* EXERCISE BRIEF *
Can the data below be echoed back word for word?

(Box-labeled dataset extracts)

------------------------

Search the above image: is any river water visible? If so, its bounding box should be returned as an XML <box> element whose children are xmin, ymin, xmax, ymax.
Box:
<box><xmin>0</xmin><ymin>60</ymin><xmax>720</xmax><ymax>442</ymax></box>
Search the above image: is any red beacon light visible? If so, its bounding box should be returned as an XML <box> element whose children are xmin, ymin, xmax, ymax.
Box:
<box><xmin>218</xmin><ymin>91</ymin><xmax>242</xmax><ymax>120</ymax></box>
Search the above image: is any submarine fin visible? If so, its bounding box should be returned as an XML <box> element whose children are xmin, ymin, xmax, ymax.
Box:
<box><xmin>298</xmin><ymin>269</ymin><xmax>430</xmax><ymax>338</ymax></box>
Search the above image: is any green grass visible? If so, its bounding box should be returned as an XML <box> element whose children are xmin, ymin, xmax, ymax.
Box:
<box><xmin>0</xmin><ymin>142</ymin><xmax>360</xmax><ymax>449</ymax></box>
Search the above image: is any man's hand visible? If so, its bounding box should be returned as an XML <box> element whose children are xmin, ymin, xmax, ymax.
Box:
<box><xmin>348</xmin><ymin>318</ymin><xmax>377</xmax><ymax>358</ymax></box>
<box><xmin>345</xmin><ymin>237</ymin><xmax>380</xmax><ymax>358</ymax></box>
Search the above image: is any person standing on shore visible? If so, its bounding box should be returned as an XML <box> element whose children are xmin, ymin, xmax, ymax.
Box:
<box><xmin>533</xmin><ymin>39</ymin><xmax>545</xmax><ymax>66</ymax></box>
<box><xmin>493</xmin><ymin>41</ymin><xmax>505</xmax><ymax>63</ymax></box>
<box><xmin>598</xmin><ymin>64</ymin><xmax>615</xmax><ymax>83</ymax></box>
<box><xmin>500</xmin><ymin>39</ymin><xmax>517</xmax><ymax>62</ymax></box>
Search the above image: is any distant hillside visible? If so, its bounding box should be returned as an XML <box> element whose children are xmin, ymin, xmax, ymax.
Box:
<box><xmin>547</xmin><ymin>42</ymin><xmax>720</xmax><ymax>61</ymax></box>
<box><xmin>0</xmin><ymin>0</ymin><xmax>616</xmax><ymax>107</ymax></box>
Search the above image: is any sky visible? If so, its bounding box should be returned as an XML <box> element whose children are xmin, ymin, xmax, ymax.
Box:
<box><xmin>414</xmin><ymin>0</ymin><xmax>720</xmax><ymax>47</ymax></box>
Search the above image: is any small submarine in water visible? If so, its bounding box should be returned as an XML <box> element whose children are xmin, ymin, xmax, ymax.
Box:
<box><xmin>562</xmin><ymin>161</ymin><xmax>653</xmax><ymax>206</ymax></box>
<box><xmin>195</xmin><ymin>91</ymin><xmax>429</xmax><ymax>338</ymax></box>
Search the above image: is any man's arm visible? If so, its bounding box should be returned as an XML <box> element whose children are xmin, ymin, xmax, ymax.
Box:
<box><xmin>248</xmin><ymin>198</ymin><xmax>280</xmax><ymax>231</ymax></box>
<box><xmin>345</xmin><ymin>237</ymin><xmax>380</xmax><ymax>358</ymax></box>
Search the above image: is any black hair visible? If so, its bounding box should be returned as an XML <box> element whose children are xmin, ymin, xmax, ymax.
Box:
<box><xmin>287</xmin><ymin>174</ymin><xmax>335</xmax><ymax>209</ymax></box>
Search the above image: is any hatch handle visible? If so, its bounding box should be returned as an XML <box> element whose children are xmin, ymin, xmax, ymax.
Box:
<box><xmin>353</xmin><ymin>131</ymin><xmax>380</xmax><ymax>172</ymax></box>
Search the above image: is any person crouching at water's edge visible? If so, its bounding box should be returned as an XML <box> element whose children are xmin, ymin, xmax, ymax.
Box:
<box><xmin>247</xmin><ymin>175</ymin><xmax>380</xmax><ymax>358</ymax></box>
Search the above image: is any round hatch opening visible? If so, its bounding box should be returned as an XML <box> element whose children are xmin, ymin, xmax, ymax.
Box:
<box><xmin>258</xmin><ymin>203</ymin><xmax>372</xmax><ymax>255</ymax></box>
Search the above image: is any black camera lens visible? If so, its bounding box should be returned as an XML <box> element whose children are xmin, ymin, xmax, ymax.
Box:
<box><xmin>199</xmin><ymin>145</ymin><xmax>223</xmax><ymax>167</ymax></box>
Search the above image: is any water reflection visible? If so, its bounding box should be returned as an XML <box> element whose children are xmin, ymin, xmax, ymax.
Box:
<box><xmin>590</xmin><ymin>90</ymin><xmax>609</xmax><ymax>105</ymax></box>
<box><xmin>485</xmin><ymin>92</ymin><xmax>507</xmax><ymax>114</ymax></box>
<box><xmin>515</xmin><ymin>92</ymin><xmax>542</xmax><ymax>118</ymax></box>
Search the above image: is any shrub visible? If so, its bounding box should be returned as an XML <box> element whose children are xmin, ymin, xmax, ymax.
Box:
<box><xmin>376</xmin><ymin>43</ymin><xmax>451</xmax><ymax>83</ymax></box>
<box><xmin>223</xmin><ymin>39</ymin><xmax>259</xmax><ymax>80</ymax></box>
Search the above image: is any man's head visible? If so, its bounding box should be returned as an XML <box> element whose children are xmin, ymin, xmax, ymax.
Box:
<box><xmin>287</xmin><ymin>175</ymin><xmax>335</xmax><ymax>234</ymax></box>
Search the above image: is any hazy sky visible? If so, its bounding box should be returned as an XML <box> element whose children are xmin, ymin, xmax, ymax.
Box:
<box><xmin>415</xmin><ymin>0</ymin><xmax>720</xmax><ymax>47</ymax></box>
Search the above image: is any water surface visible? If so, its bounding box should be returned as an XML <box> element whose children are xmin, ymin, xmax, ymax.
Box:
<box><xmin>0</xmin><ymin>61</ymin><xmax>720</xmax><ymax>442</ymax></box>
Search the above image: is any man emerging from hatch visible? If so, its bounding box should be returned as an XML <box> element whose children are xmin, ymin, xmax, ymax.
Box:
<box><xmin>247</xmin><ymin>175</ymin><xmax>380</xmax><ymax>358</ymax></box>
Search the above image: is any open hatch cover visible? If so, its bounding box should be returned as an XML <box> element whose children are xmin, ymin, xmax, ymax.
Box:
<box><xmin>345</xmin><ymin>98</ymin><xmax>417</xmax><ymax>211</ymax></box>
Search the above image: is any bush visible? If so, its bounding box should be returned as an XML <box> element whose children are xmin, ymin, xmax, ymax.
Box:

------------------------

* PROBLEM SOLUTION *
Search the above image: is any river water visible? If so, its bounding box should be returned as an XML <box> element whose children are xmin, ymin, xmax, ymax.
Box:
<box><xmin>0</xmin><ymin>60</ymin><xmax>720</xmax><ymax>442</ymax></box>
Search the above image: is any red beacon light visible? If so, its bounding box should be returned as an XML <box> element whose children are xmin, ymin, xmax, ymax.
Box:
<box><xmin>218</xmin><ymin>91</ymin><xmax>242</xmax><ymax>120</ymax></box>
Search the above image: is any submarine fin visible? If so, its bounding box should be returned as an XML <box> element whose children are xmin, ymin, xmax, ymax.
Box:
<box><xmin>298</xmin><ymin>269</ymin><xmax>430</xmax><ymax>338</ymax></box>
Search the above image: is any green grass visible? If so, its bounding box should be returned as an XML <box> element whose children are xmin, ymin, xmax, ymax.
Box:
<box><xmin>0</xmin><ymin>142</ymin><xmax>360</xmax><ymax>449</ymax></box>
Search the above image: is any man's hand visible? If so, its bounding box should be returned as an XML <box> element whose children are xmin, ymin, xmax, ymax.
Box:
<box><xmin>348</xmin><ymin>318</ymin><xmax>377</xmax><ymax>358</ymax></box>
<box><xmin>345</xmin><ymin>237</ymin><xmax>380</xmax><ymax>358</ymax></box>
Search the above image: is any person standing on shore visible? If so, its bounding box should be returned as an XML <box> element whose children are xmin, ymin, xmax, ymax.
Box:
<box><xmin>533</xmin><ymin>39</ymin><xmax>545</xmax><ymax>66</ymax></box>
<box><xmin>493</xmin><ymin>41</ymin><xmax>505</xmax><ymax>63</ymax></box>
<box><xmin>598</xmin><ymin>64</ymin><xmax>615</xmax><ymax>83</ymax></box>
<box><xmin>500</xmin><ymin>39</ymin><xmax>517</xmax><ymax>62</ymax></box>
Search the above image: is any distant hillside visible? If so, its bounding box should be returned as an XML <box> element whose children are xmin, ymin, xmax, ymax.
Box:
<box><xmin>547</xmin><ymin>42</ymin><xmax>720</xmax><ymax>61</ymax></box>
<box><xmin>0</xmin><ymin>0</ymin><xmax>616</xmax><ymax>107</ymax></box>
Search the above image: is any sky visible? If so, its bounding box should be returned as an XML <box> element whose children are xmin, ymin, xmax, ymax.
Box:
<box><xmin>414</xmin><ymin>0</ymin><xmax>720</xmax><ymax>47</ymax></box>
Search the above image: is any small submarine in water visible? If so, its bounding box should be returned as an XML <box> element whose children are xmin, ymin, xmax, ymax.
Box:
<box><xmin>562</xmin><ymin>161</ymin><xmax>653</xmax><ymax>206</ymax></box>
<box><xmin>195</xmin><ymin>91</ymin><xmax>429</xmax><ymax>338</ymax></box>
Search the above image: is any man's arm visible? If so, its bounding box should be returned as an XML <box> element whose children are xmin, ymin, xmax, ymax.
Box:
<box><xmin>248</xmin><ymin>198</ymin><xmax>280</xmax><ymax>231</ymax></box>
<box><xmin>345</xmin><ymin>237</ymin><xmax>380</xmax><ymax>358</ymax></box>
Search the above image: is any black hair visible? If so, its bounding box should be returned as an XML <box> element whose children are xmin, ymin, xmax, ymax.
Box:
<box><xmin>287</xmin><ymin>174</ymin><xmax>335</xmax><ymax>209</ymax></box>
Search the above image: is any hatch handle visible? If so, its bounding box should be returned as an XML <box> element whose children are xmin, ymin, xmax, ymax.
Box:
<box><xmin>353</xmin><ymin>131</ymin><xmax>380</xmax><ymax>172</ymax></box>
Search the above image: is any person crouching at water's edge visible? If so, its bounding box should be returned as an XML <box> element whose children are xmin, ymin, xmax, ymax.
Box:
<box><xmin>247</xmin><ymin>175</ymin><xmax>380</xmax><ymax>358</ymax></box>
Search the above image: is any round hatch opening visible? If so, its bounding box should be returned as an XML <box> element whose children are xmin, ymin, xmax, ymax.
Box:
<box><xmin>258</xmin><ymin>203</ymin><xmax>372</xmax><ymax>255</ymax></box>
Search the above image: is any black camera lens visible? If so, its bounding box should be returned as an XML <box> element whose children are xmin, ymin, xmax, ymax.
Box:
<box><xmin>199</xmin><ymin>145</ymin><xmax>223</xmax><ymax>167</ymax></box>
Search the above image: is any water reflection visible? If so, its bounding box should be returned as an XML <box> element whose children are xmin, ymin, xmax, ymax.
Box:
<box><xmin>590</xmin><ymin>90</ymin><xmax>609</xmax><ymax>105</ymax></box>
<box><xmin>485</xmin><ymin>92</ymin><xmax>507</xmax><ymax>114</ymax></box>
<box><xmin>515</xmin><ymin>92</ymin><xmax>542</xmax><ymax>118</ymax></box>
Search the above image: is any shrub visible? If so, its bounding box should be returned as an XML <box> element whose children are xmin, ymin, xmax, ymax.
Box:
<box><xmin>376</xmin><ymin>43</ymin><xmax>451</xmax><ymax>83</ymax></box>
<box><xmin>223</xmin><ymin>39</ymin><xmax>259</xmax><ymax>80</ymax></box>
Search the above image: is any man's head visible? If so, its bounding box should be returned as an XML <box> element whose children are xmin, ymin, xmax, ymax.
Box:
<box><xmin>287</xmin><ymin>175</ymin><xmax>335</xmax><ymax>234</ymax></box>
Search the above image: is any hazy sky visible? If so, its bounding box should be returned as an XML <box> element whose children are xmin, ymin, xmax, ymax.
Box:
<box><xmin>415</xmin><ymin>0</ymin><xmax>720</xmax><ymax>47</ymax></box>
Search the above image: is any water surface visible? If so, its bounding box should be returned as an XML <box> element whose children are xmin, ymin, xmax, ymax.
Box:
<box><xmin>0</xmin><ymin>61</ymin><xmax>720</xmax><ymax>442</ymax></box>
Search the above image: is any man emerging from hatch visible? If so, its bounding box should be returned as an XML <box> element whose children are xmin, ymin, xmax, ymax.
Box:
<box><xmin>247</xmin><ymin>175</ymin><xmax>380</xmax><ymax>358</ymax></box>
Search the above image: is any open hatch cover visible? If so, its bounding box should be returned as an XML <box> element whose children are xmin, ymin, xmax, ymax.
Box:
<box><xmin>345</xmin><ymin>98</ymin><xmax>417</xmax><ymax>211</ymax></box>
Search the above image: is any bush visible? If so, its bounding box should be returned as an XML <box> element whose children are xmin, ymin, xmax, ymax.
Box:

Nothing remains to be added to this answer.